Exercise brief →
Here the answer must be the exact run of lines from the line holding "Can you spot the forest floor" to the end of the material below, and nothing else.

Data for this task →
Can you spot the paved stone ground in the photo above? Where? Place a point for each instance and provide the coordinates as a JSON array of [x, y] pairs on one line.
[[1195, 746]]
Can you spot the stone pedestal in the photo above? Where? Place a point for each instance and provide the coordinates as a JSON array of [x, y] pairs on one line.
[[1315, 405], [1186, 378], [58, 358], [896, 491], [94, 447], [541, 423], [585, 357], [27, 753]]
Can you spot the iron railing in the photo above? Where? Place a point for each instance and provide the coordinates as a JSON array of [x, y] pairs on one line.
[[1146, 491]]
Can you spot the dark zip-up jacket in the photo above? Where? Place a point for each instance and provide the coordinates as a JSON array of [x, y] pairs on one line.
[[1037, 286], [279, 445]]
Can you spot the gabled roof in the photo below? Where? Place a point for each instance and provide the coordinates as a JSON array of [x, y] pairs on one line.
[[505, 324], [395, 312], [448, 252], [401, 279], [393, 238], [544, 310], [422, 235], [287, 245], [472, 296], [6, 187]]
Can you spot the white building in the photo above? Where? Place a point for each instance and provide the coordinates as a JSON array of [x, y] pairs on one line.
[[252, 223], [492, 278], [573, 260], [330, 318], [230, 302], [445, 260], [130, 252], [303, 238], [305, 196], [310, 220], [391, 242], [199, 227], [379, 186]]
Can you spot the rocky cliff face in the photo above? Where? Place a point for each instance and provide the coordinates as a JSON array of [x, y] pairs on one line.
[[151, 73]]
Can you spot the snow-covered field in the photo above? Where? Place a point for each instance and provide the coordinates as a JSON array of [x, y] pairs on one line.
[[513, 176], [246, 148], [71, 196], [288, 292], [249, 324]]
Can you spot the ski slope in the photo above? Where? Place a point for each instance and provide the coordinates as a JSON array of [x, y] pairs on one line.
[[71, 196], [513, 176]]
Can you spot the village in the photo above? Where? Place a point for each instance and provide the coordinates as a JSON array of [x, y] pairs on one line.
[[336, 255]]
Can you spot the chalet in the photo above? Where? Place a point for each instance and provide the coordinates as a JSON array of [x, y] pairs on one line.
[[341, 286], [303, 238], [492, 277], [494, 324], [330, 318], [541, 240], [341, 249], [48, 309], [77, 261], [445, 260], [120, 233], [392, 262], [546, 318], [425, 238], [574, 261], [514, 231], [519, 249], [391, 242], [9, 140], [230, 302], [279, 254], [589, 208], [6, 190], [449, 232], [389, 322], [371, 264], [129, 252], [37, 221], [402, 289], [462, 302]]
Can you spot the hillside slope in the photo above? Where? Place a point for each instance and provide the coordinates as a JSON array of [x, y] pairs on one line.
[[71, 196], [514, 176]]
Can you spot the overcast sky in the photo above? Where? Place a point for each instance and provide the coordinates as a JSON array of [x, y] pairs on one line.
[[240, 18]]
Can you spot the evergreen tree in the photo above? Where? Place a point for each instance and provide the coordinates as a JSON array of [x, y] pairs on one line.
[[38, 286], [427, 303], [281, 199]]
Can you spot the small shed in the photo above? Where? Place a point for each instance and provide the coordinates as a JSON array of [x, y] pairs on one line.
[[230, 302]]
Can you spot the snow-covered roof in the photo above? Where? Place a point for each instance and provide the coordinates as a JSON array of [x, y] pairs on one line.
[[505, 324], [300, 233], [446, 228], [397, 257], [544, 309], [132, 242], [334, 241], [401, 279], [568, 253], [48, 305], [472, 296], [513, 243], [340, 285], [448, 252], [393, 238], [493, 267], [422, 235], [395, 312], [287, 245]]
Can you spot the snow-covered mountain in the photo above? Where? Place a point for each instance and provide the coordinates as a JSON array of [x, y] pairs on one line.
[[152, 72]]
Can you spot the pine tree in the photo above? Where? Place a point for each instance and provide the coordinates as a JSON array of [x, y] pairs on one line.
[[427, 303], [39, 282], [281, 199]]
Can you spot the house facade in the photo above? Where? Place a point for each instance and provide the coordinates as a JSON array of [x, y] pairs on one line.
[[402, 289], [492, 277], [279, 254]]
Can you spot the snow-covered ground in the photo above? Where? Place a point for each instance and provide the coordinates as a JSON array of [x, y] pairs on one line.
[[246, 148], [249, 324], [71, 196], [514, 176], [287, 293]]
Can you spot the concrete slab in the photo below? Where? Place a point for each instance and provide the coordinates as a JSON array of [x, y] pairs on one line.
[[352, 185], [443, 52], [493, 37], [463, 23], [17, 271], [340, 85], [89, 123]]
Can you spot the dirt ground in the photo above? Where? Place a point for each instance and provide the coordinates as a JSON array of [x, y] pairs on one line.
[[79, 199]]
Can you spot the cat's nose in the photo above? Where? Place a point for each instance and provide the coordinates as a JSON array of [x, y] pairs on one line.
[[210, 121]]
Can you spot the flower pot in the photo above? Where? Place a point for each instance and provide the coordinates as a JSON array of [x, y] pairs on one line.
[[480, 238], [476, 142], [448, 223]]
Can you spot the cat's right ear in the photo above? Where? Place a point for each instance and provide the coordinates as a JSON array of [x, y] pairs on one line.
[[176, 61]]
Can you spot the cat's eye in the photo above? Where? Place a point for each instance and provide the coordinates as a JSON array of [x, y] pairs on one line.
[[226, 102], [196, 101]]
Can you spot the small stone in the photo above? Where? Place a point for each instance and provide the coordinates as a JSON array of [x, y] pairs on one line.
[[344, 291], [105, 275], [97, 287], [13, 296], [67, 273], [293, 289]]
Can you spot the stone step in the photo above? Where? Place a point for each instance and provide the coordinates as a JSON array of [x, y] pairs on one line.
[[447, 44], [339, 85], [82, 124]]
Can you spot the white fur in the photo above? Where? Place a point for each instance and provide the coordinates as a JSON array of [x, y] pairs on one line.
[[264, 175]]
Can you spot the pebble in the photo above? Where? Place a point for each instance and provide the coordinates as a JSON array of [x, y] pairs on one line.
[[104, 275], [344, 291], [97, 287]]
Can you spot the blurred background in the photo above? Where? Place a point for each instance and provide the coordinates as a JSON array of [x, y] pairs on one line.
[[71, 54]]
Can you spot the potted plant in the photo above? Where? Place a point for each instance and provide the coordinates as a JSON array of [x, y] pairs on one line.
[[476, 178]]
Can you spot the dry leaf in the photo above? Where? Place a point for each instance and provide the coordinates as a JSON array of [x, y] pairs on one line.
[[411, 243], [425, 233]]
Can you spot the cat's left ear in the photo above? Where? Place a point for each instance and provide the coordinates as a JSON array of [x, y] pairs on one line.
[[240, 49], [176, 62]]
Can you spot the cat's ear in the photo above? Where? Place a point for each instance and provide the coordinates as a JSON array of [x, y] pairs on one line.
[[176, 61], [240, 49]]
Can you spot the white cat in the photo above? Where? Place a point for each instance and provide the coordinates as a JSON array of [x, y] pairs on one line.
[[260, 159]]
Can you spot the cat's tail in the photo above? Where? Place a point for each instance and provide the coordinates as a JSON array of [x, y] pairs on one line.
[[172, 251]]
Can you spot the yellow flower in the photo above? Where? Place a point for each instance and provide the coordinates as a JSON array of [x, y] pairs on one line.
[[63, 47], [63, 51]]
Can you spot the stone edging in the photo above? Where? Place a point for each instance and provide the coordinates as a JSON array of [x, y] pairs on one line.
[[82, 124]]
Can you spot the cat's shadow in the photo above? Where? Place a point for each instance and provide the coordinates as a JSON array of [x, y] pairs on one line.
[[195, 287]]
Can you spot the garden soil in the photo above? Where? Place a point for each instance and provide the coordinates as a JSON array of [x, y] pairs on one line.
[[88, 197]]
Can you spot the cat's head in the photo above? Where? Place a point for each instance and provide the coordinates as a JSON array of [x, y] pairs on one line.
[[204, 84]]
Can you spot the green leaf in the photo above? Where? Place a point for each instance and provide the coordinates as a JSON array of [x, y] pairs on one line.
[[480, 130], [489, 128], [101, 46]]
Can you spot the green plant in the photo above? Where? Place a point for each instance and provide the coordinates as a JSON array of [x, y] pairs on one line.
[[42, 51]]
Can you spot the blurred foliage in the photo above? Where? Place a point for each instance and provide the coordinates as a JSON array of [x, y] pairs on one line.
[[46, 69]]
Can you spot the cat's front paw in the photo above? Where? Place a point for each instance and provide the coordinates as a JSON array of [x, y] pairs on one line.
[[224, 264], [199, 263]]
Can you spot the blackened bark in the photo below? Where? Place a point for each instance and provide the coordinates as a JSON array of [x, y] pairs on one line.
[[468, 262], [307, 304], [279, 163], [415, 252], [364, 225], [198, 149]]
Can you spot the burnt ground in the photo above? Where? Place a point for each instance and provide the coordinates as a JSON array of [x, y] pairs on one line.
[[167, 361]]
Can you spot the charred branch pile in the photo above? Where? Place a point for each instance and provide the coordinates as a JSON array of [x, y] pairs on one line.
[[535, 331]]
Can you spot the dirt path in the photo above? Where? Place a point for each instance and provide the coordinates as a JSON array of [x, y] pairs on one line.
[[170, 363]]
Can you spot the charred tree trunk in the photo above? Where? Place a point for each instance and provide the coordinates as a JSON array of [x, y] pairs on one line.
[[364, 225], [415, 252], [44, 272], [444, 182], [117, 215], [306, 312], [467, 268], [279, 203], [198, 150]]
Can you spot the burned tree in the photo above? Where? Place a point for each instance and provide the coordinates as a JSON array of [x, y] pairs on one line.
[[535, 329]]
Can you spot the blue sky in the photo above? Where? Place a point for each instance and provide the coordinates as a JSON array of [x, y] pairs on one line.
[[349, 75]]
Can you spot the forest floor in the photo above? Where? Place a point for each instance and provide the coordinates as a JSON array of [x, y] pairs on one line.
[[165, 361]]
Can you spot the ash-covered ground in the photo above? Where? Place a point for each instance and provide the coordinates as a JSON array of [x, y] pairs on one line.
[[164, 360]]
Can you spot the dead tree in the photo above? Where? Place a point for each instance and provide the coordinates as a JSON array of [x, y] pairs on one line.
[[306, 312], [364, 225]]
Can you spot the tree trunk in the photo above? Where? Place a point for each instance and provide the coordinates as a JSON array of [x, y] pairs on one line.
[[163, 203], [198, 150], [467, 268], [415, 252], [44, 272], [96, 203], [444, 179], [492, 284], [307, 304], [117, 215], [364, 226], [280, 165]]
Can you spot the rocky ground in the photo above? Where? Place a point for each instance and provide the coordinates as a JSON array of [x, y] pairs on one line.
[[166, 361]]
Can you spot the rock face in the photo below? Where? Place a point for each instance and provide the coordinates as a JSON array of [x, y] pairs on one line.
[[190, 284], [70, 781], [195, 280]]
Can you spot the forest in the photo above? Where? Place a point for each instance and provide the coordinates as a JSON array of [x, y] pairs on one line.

Exercise response →
Can you spot the forest floor in the photo above? Where? Place a point for each instance and provide the coordinates as a JSON array of [x, y] pairs on one line.
[[165, 361]]
Can you spot the ash-covered ground in the photo above? Where? Place a point for each instance and provide the coordinates as a JSON array of [x, y] pairs on one line.
[[164, 360]]
Can you spot the dead tree in the photo above? Where? Place a point for each instance and provide the coordinates as a JSON array of [x, y] pairs on one line.
[[306, 312], [364, 225]]
Can you spot the tree trunk in the photo above? Where? Place a point for each instance and provide the coordinates as a JSON array of [x, y] pairs on one line.
[[163, 203], [198, 150], [467, 268], [415, 252], [44, 272], [96, 203], [444, 179], [492, 284], [307, 304], [117, 215], [364, 226], [280, 165]]
Can you spot the rocky ground in the photo above? Where? Place a point for each instance and provide the coordinates as a JSON array of [x, y] pairs on one line.
[[166, 361]]
Can you spot the rock face in the photo below? Where? Place a point for each instance and provide the coordinates as a JSON array of [x, y] pairs on one line.
[[190, 284], [70, 781], [195, 280]]
Can you spot the forest in the photo above? Where? Place a point for each instance and provide the coordinates as a JSON array of [x, y] pairs on one line.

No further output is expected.